• _Data provided_
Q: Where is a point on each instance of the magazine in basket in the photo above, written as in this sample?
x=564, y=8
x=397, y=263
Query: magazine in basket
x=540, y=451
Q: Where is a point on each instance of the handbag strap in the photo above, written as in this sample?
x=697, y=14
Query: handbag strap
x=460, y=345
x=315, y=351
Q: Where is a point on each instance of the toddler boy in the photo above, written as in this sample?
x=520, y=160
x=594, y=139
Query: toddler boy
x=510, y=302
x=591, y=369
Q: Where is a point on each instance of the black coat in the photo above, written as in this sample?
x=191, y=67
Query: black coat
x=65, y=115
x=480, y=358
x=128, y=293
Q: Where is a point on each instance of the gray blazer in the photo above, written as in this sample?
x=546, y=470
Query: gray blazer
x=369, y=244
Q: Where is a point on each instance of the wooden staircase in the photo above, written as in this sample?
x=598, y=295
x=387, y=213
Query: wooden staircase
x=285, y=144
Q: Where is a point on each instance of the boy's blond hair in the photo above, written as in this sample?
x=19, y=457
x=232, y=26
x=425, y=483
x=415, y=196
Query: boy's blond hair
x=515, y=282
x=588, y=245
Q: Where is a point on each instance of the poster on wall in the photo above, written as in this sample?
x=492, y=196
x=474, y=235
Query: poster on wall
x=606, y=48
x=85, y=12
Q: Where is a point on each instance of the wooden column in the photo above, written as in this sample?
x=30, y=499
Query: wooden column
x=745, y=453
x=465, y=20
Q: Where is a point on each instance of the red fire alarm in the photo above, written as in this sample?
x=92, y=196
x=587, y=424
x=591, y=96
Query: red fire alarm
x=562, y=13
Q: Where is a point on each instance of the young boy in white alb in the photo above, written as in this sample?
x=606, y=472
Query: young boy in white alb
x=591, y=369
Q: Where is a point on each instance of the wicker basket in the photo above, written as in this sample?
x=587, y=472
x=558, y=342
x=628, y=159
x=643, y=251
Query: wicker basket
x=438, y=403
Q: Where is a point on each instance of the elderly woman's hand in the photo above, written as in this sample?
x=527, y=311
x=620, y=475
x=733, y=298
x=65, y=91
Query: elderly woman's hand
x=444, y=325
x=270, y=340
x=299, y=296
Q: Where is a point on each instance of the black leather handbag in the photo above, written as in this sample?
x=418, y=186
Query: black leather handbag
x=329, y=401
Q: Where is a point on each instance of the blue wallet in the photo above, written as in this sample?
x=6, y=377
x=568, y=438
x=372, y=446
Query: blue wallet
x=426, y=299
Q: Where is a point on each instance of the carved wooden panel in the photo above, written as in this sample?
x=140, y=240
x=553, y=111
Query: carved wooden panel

• _What the exercise asks_
Reproduce all of the entries word for word.

• _Exercise answer_
Q: Where is a point on each instance of the magazine in basket in the photo above, written as in this sample?
x=564, y=8
x=397, y=263
Query: magazine in basket
x=540, y=451
Q: Where is a point on each instance of the handbag strap in the photo above, written as in this sample?
x=697, y=14
Query: handbag strap
x=460, y=345
x=315, y=351
Q: Where is a point on each instance of the toddler boy in the photo above, written as in this sample?
x=520, y=160
x=594, y=139
Query: toddler boy
x=510, y=302
x=591, y=369
Q: Where is a point on each instance of the black coat in the photo above, written as in this sample?
x=191, y=67
Query: black coat
x=65, y=115
x=480, y=358
x=128, y=293
Q: Where is a point on each instance of the gray blazer in the photo above, written as in this sample?
x=546, y=470
Query: gray blazer
x=369, y=244
Q: Where is a point on each instance of the wooden staircase in the photo above, written as in this sample?
x=598, y=295
x=387, y=213
Query: wooden staircase
x=285, y=144
Q: Where is a point on each instance of the boy's blond hair in the photo above, written as in this sample?
x=19, y=457
x=232, y=26
x=425, y=483
x=415, y=196
Query: boy's blond hair
x=515, y=282
x=588, y=245
Q: Where is a point on each instance of the poster on wall in the photo above, written as in this sample?
x=492, y=196
x=474, y=235
Query: poster on wall
x=606, y=48
x=85, y=12
Q: Where is a point on each instance of the wooden column in the photo above, written as in this sample?
x=30, y=499
Query: wooden column
x=745, y=453
x=465, y=20
Q: Where is a point on each instance of the red fire alarm in the photo above, written as in this sample?
x=92, y=196
x=587, y=424
x=591, y=96
Query: red fire alarm
x=562, y=13
Q: Where is a point on each instance of the young boy in white alb in the photo above, written as in this sample?
x=606, y=472
Query: young boy in white alb
x=591, y=369
Q: Where is a point on each instance of the wicker basket in the photo above, written as in this sample?
x=587, y=472
x=558, y=342
x=628, y=159
x=643, y=251
Query: wicker basket
x=438, y=403
Q: Where is a point on each instance of the elderly woman's hand in the photo above, written as in this sample?
x=527, y=311
x=620, y=475
x=733, y=298
x=65, y=91
Query: elderly woman's hand
x=444, y=325
x=270, y=340
x=299, y=296
Q: Where is a point on each instance of the black leather handbag in the photo above, written as in this sample?
x=418, y=186
Query: black leather handbag
x=329, y=401
Q: Where is a point on each instance of the blue wallet in the photo above, written as in this sample?
x=6, y=377
x=568, y=438
x=372, y=446
Query: blue wallet
x=426, y=299
Q: Where is a point on each instance of the carved wooden panel in the photo above, written as in this sample?
x=140, y=240
x=553, y=111
Query: carved wooden panel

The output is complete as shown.